Would you please return the lines of the entries below starting at the line that has "positive clicks: (256, 233)" and ending at the line that has "negative clicks: (79, 354)", both included, exactly as they are?

---------- GIVEN RECORDS ----------

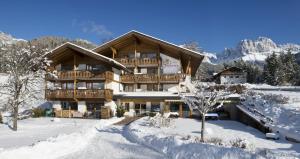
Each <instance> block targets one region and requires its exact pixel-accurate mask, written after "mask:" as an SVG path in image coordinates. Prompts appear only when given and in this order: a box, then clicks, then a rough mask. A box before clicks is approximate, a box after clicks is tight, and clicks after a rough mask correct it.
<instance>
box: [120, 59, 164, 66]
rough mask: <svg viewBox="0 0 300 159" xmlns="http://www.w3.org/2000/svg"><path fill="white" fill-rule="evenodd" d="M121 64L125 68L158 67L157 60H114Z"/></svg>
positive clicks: (128, 59) (158, 62)
mask: <svg viewBox="0 0 300 159" xmlns="http://www.w3.org/2000/svg"><path fill="white" fill-rule="evenodd" d="M116 60H117V61H118V62H120V63H121V64H123V65H125V66H126V67H134V66H145V67H147V66H158V64H159V60H157V59H156V58H138V59H129V58H118V59H116Z"/></svg>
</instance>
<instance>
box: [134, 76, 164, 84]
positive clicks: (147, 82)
mask: <svg viewBox="0 0 300 159" xmlns="http://www.w3.org/2000/svg"><path fill="white" fill-rule="evenodd" d="M135 81H136V83H157V82H158V76H157V75H149V74H139V75H135Z"/></svg>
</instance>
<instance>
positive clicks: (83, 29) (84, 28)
mask: <svg viewBox="0 0 300 159" xmlns="http://www.w3.org/2000/svg"><path fill="white" fill-rule="evenodd" d="M72 26H73V27H80V29H81V31H82V32H84V33H94V34H96V35H98V36H111V35H112V32H111V31H109V30H108V29H107V28H106V27H105V26H104V25H102V24H97V23H96V22H94V21H84V22H80V21H78V20H77V19H74V20H73V21H72Z"/></svg>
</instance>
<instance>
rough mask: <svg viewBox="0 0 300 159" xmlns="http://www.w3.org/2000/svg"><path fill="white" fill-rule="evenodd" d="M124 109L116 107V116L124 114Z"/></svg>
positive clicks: (120, 115)
mask: <svg viewBox="0 0 300 159" xmlns="http://www.w3.org/2000/svg"><path fill="white" fill-rule="evenodd" d="M124 113H125V109H124V108H123V107H119V106H118V107H117V117H122V116H124Z"/></svg>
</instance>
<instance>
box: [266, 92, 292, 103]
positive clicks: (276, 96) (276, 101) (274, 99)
mask: <svg viewBox="0 0 300 159" xmlns="http://www.w3.org/2000/svg"><path fill="white" fill-rule="evenodd" d="M262 97H263V99H265V100H269V101H273V102H275V103H279V104H287V103H288V101H289V98H288V97H285V96H283V95H282V94H279V95H278V94H265V95H263V96H262Z"/></svg>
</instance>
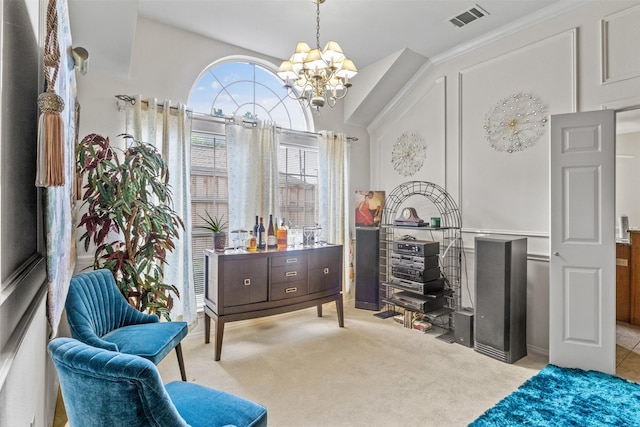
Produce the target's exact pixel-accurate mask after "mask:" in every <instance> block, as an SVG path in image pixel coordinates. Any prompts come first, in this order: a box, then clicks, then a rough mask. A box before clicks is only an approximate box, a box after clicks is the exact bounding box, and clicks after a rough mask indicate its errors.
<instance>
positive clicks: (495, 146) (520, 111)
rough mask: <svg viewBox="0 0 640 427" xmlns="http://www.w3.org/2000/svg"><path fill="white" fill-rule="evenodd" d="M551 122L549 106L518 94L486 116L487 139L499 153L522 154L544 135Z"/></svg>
mask: <svg viewBox="0 0 640 427" xmlns="http://www.w3.org/2000/svg"><path fill="white" fill-rule="evenodd" d="M547 120H548V119H547V116H546V106H545V105H544V104H543V103H542V102H541V101H540V99H539V98H536V97H535V96H533V95H529V94H524V93H516V94H513V95H511V96H509V97H507V98H504V99H501V100H500V101H499V102H498V103H497V104H496V105H494V106H493V107H491V109H490V110H489V112H488V113H487V114H486V116H485V122H484V129H485V138H486V140H487V142H489V146H490V147H492V148H494V149H495V150H496V151H506V152H508V153H513V152H514V151H522V150H524V149H525V148H527V147H530V146H531V145H533V143H534V142H535V141H536V140H537V139H538V138H540V137H541V136H542V135H543V133H544V127H545V125H546V123H547Z"/></svg>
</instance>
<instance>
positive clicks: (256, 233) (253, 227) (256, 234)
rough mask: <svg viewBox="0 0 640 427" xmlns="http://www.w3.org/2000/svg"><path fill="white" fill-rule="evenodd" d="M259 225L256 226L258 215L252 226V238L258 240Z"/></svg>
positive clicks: (257, 220) (257, 224)
mask: <svg viewBox="0 0 640 427" xmlns="http://www.w3.org/2000/svg"><path fill="white" fill-rule="evenodd" d="M259 227H260V224H258V215H256V223H255V224H254V226H253V237H255V238H258V228H259Z"/></svg>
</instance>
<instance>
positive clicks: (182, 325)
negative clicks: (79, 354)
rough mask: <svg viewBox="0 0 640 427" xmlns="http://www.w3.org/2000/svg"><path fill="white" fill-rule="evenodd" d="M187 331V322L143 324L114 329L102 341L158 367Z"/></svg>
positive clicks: (124, 326) (173, 322)
mask: <svg viewBox="0 0 640 427" xmlns="http://www.w3.org/2000/svg"><path fill="white" fill-rule="evenodd" d="M187 330H188V329H187V327H186V323H185V322H160V323H142V324H139V325H129V326H124V327H122V328H118V329H114V330H113V331H111V332H109V333H108V334H106V335H104V336H103V337H102V339H103V340H104V341H107V342H109V343H112V344H114V345H115V346H116V349H115V350H114V351H119V352H121V353H127V354H136V355H138V356H141V357H144V358H145V359H149V360H151V361H152V362H153V363H155V364H156V365H157V364H158V363H159V362H160V361H161V360H162V359H164V357H165V356H166V355H167V354H169V352H171V350H172V349H173V348H175V347H176V346H177V345H178V344H180V341H181V340H182V338H184V337H185V336H186V335H187ZM87 344H89V343H87Z"/></svg>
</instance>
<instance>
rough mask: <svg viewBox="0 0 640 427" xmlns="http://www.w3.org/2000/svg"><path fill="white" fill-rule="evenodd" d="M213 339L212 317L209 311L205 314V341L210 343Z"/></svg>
mask: <svg viewBox="0 0 640 427" xmlns="http://www.w3.org/2000/svg"><path fill="white" fill-rule="evenodd" d="M210 341H211V318H210V317H209V315H207V313H205V314H204V343H205V344H209V342H210Z"/></svg>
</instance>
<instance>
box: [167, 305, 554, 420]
mask: <svg viewBox="0 0 640 427" xmlns="http://www.w3.org/2000/svg"><path fill="white" fill-rule="evenodd" d="M373 313H374V312H372V311H367V310H360V309H356V308H354V307H353V302H346V303H345V322H344V323H345V327H344V328H340V327H338V321H337V315H336V311H335V305H334V304H325V306H324V316H323V317H322V318H318V317H317V316H316V309H315V308H311V309H307V310H301V311H298V312H294V313H287V314H282V315H277V316H271V317H266V318H261V319H254V320H247V321H241V322H234V323H229V324H227V325H226V328H225V334H224V342H223V346H222V358H221V360H220V361H219V362H216V361H214V360H213V343H211V344H204V335H203V333H202V332H201V331H200V330H199V329H196V330H195V331H193V332H190V334H189V335H188V336H187V338H185V340H183V344H182V348H183V352H184V359H185V365H186V371H187V378H188V380H189V381H193V382H196V383H198V384H203V385H206V386H210V387H213V388H217V389H220V390H224V391H227V392H230V393H234V394H237V395H239V396H242V397H245V398H247V399H251V400H254V401H256V402H259V403H261V404H263V405H265V406H266V407H267V409H268V411H269V412H268V414H269V425H270V426H273V427H289V426H296V427H300V426H305V427H324V426H332V427H343V426H344V427H357V426H385V427H386V426H408V425H421V426H466V425H468V424H469V423H471V422H472V421H474V420H475V419H476V418H478V417H479V416H480V415H481V414H483V413H484V412H485V411H486V410H487V409H488V408H491V407H492V406H493V405H495V404H496V403H498V402H499V401H500V400H501V399H503V398H504V397H505V396H507V395H509V394H510V393H511V392H513V391H514V390H516V389H517V388H518V387H519V386H520V385H521V384H522V383H523V382H525V381H526V380H527V379H529V378H531V377H532V376H533V375H535V374H536V373H537V372H538V371H539V370H540V369H542V368H543V367H544V366H545V365H546V364H547V362H548V361H547V359H546V357H545V356H539V355H533V354H530V355H529V356H527V357H525V358H523V359H520V360H519V361H517V362H516V363H514V364H506V363H503V362H500V361H497V360H495V359H492V358H490V357H487V356H485V355H482V354H480V353H477V352H475V351H474V350H473V349H471V348H468V347H465V346H462V345H459V344H449V343H445V342H443V341H440V340H438V339H436V338H435V337H436V336H437V335H439V334H440V333H441V330H437V329H435V328H434V330H433V331H432V332H429V333H426V334H425V333H422V332H418V331H415V330H411V329H407V328H404V327H402V326H401V325H399V324H397V323H395V322H394V321H393V320H392V319H380V318H377V317H375V316H373ZM202 323H203V322H202V321H200V324H202ZM200 329H201V327H200ZM212 338H213V336H212ZM212 341H213V339H212ZM159 369H160V374H161V376H162V378H163V381H165V382H169V381H174V380H179V379H180V373H179V371H178V364H177V363H176V360H175V357H170V356H169V357H166V358H165V359H164V360H163V361H162V362H161V363H160V365H159Z"/></svg>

----------

RESPONSE BELOW.
positive clicks: (256, 233) (253, 227) (256, 234)
rough mask: <svg viewBox="0 0 640 427" xmlns="http://www.w3.org/2000/svg"><path fill="white" fill-rule="evenodd" d="M259 225L256 226L258 215L252 226V238L258 240Z"/></svg>
positive clicks: (257, 220) (257, 224)
mask: <svg viewBox="0 0 640 427" xmlns="http://www.w3.org/2000/svg"><path fill="white" fill-rule="evenodd" d="M259 227H260V224H258V215H256V223H255V224H254V226H253V237H255V238H258V228H259Z"/></svg>
</instance>
<instance>
positive clicks: (182, 325)
negative clicks: (79, 354)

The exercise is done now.